BRIEF 1:
Copy the fighting game development write-up word for word.

____ DOCUMENT TEXT

Below are gifs from the different builds I cooked off, showing the game’s progression:



GAMEPLAY

Early on I found the video Concepts Every 2D Fighting Game Player Should Know by YouTuber GuileWinQuote. This was really useful to help me understand the mechanics of fighting games. I thought it was important to understand them if I didn’t include them all. Modern fighting games are getting more and more complex behind the scenes, they look and feel great but replicating this by myself would have taken far longer than I wanted. Instead, I chose to make the gameplay in Rage a more realistic street fighting style, no double jumps, flying or super fancy specials. This worked well with the 80’s theme and meant that it would not be too complex to develop. I thought having a single punch and kick would give too little variety to make the combat interesting. So I created a simple combo system to add a layer of complexity; with fast light attacks, normal attacks and slow heavy attacks. I carried this across to the three attack types I had; punches, kicks and crouching punches. The player also had a single special move. This took each character’s attack move count from 2 to 10, each with their own speed and damage. I talk about the technical side of this in the Code/Blueprint section later on.


Responsiveness is key

One of the key things I learnt from making the combat was that responsiveness is key. As soon as the player touches a button the character needs to begin their attack. It is the same for when a character returns to their idle pose after a move has finished, they need to snap back quickly else it will feel unresponsive. There is little time for anticipation in the initial build up or for overlap on returning to idle. To give other players opportunities to attack, I would pause the character at the end of their swing for a fraction of time, before the return to idle begins, almost as if a cooldown. This seemed to work, making players feel as if it was their fault if they got hit, rather than the game being unresponsive.


Expanding gameplay features

Initially, I was only going to make a player Vs player game mode but early on in development it felt like some sort of overarching progression was missing, so I decided to add in a single-player tournament mode. I locked the PVP mode and all but one character, instead players would have to unlock them by completing tournaments (as Super Smash Bros does). This felt much better, giving a challenge to overcome but at the same it time increased my workload as I then needed Ai, new UI and a progress saving system.

________
____ SUPPLIED RECORDS

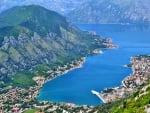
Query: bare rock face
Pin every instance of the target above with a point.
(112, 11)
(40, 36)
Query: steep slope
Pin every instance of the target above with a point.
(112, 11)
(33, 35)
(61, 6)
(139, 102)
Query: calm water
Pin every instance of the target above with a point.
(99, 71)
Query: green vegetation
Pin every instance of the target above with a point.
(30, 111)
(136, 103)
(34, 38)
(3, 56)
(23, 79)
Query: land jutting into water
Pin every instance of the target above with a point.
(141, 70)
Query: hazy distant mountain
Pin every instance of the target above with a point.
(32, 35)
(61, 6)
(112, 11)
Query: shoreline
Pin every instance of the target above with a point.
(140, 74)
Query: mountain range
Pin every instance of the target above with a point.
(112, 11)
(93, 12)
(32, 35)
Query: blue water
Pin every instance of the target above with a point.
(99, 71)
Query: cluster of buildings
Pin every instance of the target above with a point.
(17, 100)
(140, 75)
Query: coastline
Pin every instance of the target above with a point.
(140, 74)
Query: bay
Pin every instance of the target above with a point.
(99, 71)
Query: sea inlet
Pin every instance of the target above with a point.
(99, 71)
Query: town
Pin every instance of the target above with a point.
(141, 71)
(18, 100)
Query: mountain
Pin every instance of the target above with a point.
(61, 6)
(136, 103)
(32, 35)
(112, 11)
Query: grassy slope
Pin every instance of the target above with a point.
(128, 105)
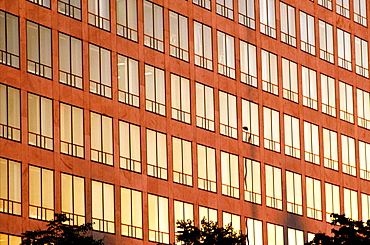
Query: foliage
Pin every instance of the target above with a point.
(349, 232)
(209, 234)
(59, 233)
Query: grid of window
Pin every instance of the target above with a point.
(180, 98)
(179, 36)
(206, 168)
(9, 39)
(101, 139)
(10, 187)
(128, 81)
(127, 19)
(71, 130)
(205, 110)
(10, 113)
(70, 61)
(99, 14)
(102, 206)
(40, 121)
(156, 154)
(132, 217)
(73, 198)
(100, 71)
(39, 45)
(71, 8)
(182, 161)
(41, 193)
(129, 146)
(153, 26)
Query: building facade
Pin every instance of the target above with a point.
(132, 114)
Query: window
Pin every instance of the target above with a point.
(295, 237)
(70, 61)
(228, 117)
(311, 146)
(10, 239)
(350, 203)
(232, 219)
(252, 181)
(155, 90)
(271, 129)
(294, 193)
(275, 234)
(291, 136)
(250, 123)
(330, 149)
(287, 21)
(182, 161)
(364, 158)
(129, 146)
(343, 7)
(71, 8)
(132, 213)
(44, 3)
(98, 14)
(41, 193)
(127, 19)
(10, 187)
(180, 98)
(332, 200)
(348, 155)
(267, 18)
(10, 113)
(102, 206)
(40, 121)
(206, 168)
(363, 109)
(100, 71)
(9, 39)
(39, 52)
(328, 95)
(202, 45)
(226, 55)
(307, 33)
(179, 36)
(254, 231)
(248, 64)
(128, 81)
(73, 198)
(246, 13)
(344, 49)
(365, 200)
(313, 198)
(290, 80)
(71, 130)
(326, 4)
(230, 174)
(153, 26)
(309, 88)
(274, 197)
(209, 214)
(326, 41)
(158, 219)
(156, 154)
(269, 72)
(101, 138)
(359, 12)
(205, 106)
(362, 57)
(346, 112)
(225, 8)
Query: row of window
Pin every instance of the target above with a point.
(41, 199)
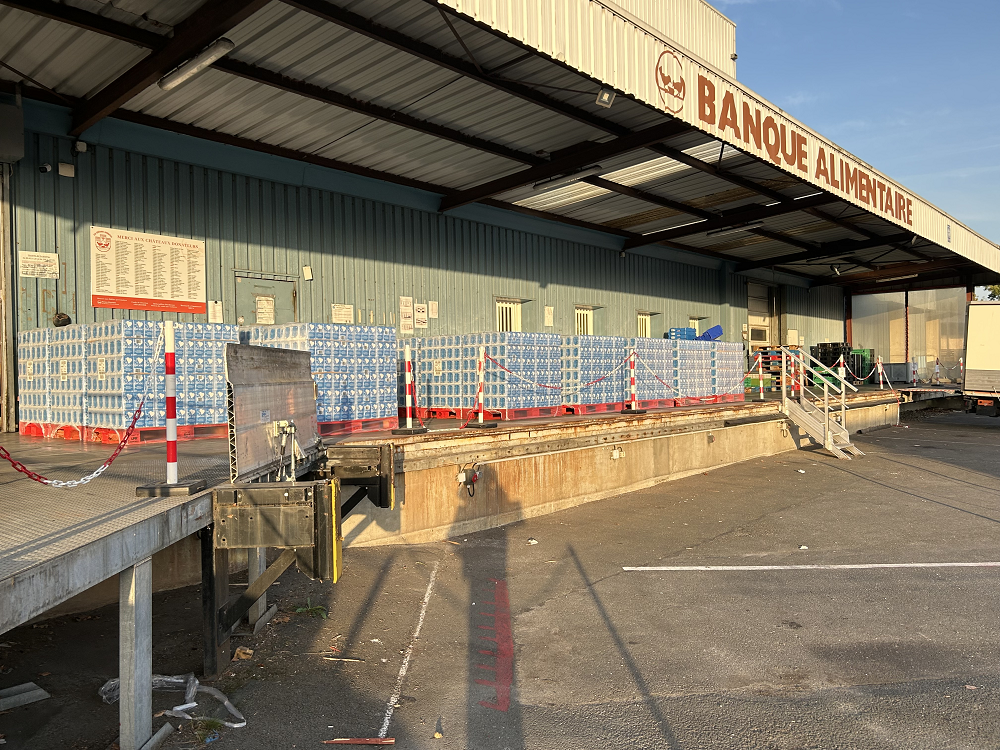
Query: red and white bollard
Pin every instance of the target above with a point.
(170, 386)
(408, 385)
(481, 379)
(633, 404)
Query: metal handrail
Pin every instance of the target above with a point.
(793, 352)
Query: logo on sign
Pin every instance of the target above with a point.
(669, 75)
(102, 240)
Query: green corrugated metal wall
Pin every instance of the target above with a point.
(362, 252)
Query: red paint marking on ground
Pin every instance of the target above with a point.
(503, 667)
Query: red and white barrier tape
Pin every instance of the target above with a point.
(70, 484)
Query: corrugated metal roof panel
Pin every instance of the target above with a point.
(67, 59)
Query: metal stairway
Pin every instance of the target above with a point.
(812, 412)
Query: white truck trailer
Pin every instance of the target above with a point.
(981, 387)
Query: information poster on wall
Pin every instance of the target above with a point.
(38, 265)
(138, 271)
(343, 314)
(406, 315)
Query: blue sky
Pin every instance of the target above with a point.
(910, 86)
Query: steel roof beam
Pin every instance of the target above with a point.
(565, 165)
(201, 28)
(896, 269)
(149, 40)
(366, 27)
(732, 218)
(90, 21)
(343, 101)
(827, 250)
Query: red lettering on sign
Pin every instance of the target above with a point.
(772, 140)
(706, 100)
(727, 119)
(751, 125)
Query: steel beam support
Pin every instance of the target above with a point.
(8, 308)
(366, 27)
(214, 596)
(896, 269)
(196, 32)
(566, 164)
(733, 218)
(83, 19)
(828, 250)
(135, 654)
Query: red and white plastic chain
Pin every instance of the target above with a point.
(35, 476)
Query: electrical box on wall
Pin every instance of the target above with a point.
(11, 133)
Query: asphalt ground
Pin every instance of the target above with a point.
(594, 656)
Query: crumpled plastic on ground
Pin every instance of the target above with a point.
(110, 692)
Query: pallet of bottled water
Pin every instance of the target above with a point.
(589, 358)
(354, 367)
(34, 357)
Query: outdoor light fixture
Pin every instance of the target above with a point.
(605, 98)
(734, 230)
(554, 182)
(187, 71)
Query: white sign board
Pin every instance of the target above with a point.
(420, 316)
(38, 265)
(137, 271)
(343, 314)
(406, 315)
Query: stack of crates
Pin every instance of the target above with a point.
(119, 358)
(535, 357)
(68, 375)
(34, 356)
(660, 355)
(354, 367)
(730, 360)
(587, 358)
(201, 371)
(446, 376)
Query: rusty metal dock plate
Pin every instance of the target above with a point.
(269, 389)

________
____ SUPPLIED RECORDS

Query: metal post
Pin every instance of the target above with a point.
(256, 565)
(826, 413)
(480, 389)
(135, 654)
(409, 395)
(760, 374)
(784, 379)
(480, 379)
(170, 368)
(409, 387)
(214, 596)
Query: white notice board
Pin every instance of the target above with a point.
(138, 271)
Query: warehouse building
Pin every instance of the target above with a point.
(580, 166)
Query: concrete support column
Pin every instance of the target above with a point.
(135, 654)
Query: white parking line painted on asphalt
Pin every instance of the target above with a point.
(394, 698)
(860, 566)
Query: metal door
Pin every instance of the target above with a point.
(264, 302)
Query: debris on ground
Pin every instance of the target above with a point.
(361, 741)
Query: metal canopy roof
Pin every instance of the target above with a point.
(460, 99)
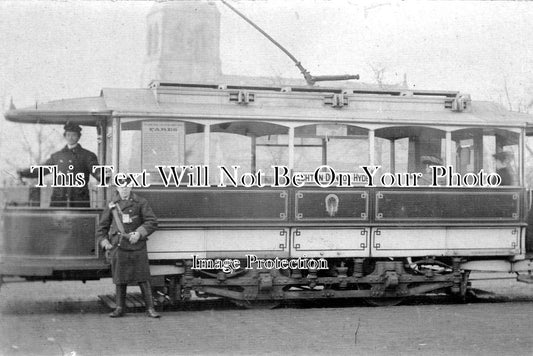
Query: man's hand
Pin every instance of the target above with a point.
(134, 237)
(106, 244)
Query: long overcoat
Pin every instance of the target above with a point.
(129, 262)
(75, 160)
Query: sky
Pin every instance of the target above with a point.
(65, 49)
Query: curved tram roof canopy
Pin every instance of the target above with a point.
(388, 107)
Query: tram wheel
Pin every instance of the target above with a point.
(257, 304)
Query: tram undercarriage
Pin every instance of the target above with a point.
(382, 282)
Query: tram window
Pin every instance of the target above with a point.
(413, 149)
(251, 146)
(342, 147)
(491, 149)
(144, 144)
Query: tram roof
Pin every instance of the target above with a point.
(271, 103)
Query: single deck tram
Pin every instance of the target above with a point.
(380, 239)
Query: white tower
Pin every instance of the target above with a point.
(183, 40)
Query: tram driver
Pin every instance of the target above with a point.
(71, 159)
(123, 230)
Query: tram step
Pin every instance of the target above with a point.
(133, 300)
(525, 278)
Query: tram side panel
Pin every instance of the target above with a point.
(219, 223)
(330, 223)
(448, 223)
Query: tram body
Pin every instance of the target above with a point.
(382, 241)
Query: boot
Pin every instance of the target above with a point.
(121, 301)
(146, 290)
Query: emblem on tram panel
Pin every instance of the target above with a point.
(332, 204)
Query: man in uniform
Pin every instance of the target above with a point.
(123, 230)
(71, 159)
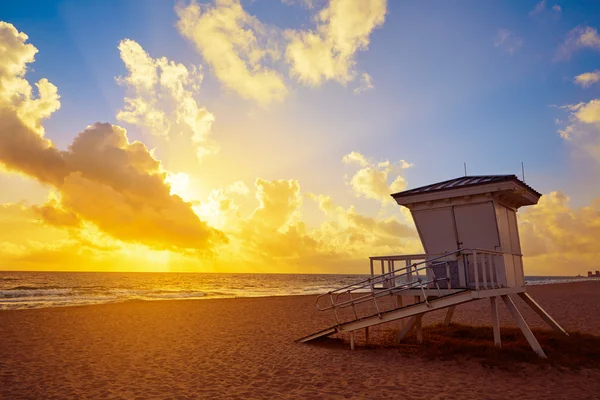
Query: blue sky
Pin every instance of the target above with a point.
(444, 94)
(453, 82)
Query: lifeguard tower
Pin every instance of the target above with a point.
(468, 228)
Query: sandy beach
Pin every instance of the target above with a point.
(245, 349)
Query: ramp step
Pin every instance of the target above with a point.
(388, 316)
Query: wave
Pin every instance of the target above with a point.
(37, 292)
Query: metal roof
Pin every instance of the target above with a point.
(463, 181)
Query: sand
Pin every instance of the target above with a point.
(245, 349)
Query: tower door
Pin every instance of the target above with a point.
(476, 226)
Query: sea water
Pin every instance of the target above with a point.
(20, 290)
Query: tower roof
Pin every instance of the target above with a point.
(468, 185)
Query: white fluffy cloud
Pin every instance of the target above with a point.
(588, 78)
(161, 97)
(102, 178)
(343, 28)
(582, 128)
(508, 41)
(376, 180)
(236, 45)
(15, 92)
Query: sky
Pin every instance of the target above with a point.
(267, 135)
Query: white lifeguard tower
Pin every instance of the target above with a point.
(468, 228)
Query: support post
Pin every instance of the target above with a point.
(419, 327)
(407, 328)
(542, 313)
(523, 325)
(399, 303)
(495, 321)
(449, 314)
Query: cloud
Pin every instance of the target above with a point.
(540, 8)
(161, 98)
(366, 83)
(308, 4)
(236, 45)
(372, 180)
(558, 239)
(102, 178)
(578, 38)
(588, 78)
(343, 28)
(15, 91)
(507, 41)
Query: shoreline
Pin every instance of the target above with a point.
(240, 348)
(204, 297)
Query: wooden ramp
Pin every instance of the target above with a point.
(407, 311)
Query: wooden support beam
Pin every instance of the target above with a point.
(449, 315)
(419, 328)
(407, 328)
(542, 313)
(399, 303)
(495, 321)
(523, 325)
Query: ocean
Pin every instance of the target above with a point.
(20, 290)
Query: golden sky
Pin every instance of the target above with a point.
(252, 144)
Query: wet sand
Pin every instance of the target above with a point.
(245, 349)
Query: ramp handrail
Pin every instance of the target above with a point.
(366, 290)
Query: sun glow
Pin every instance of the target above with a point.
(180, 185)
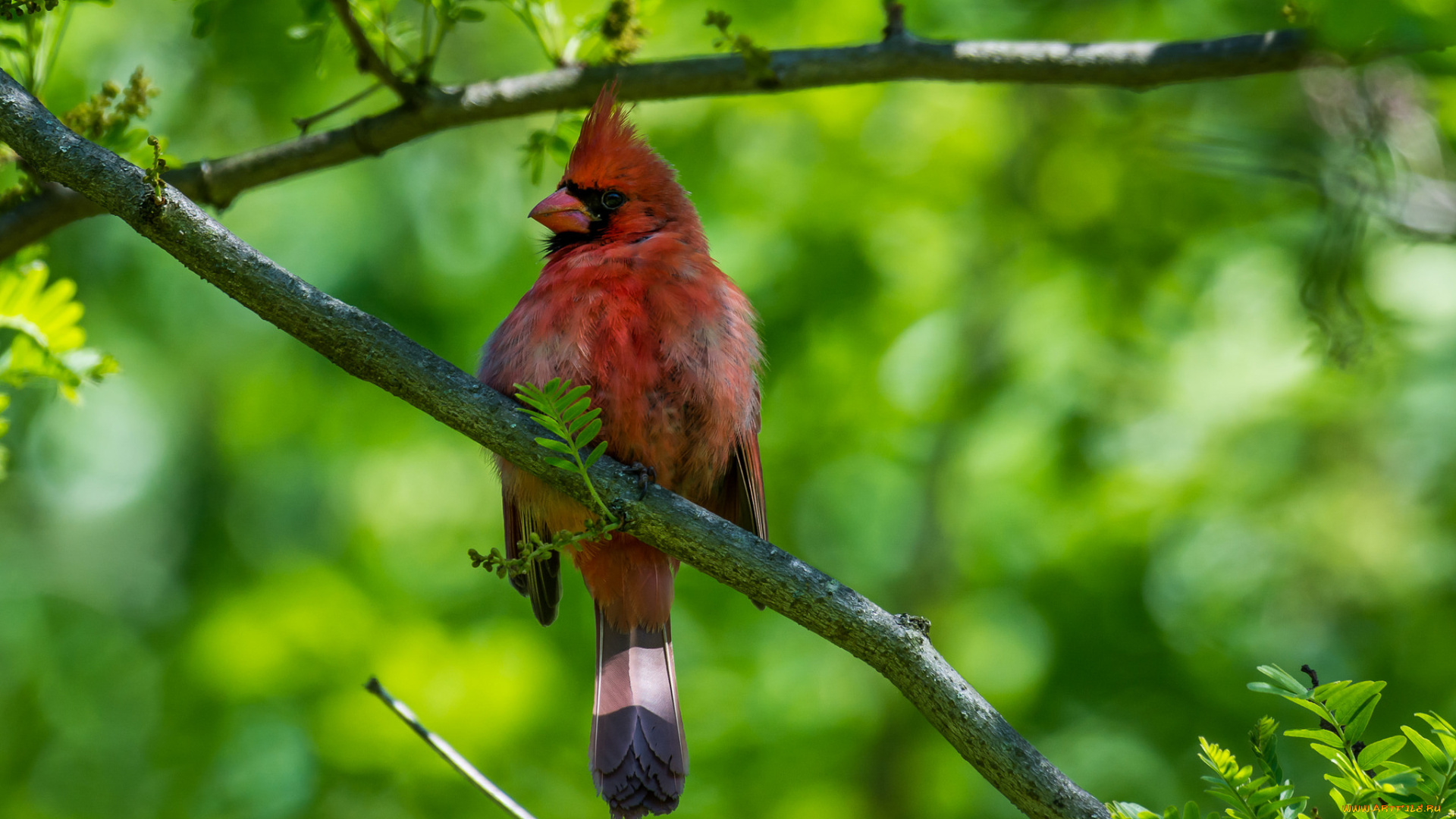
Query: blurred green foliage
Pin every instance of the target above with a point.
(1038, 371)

________

BRIEF 2:
Rewrite the listing from the line containing "Query: blurred green foliage" down to the line containing "(1038, 371)". Swap "foliage" for "leaves", change nothing else, and return only those lines.

WORKED ANSWER 1:
Below are gifs from the different builds I cooked off, showing the game’s progression:



GAMEPLAY

Early on I found the video Concepts Every 2D Fighting Game Player Should Know by YouTuber GuileWinQuote. This was really useful to help me understand the mechanics of fighting games. I thought it was important to understand them if I didn’t include them all. Modern fighting games are getting more and more complex behind the scenes, they look and feel great but replicating this by myself would have taken far longer than I wanted. Instead, I chose to make the gameplay in Rage a more realistic street fighting style, no double jumps, flying or super fancy specials. This worked well with the 80’s theme and meant that it would not be too complex to develop. I thought having a single punch and kick would give too little variety to make the combat interesting. So I created a simple combo system to add a layer of complexity; with fast light attacks, normal attacks and slow heavy attacks. I carried this across to the three attack types I had; punches, kicks and crouching punches. The player also had a single special move. This took each character’s attack move count from 2 to 10, each with their own speed and damage. I talk about the technical side of this in the Code/Blueprint section later on.


Responsiveness is key

One of the key things I learnt from making the combat was that responsiveness is key. As soon as the player touches a button the character needs to begin their attack. It is the same for when a character returns to their idle pose after a move has finished, they need to snap back quickly else it will feel unresponsive. There is little time for anticipation in the initial build up or for overlap on returning to idle. To give other players opportunities to attack, I would pause the character at the end of their swing for a fraction of time, before the return to idle begins, almost as if a cooldown. This seemed to work, making players feel as if it was their fault if they got hit, rather than the game being unresponsive.


Expanding gameplay features

Initially, I was only going to make a player Vs player game mode but early on in development it felt like some sort of overarching progression was missing, so I decided to add in a single-player tournament mode. I locked the PVP mode and all but one character, instead players would have to unlock them by completing tournaments (as Super Smash Bros does). This felt much better, giving a challenge to overcome but at the same it time increased my workload as I then needed Ai, new UI and a progress saving system.

WORKED ANSWER 2:
Query: blurred green leaves
Pin every instance of the target above with a point.
(1038, 371)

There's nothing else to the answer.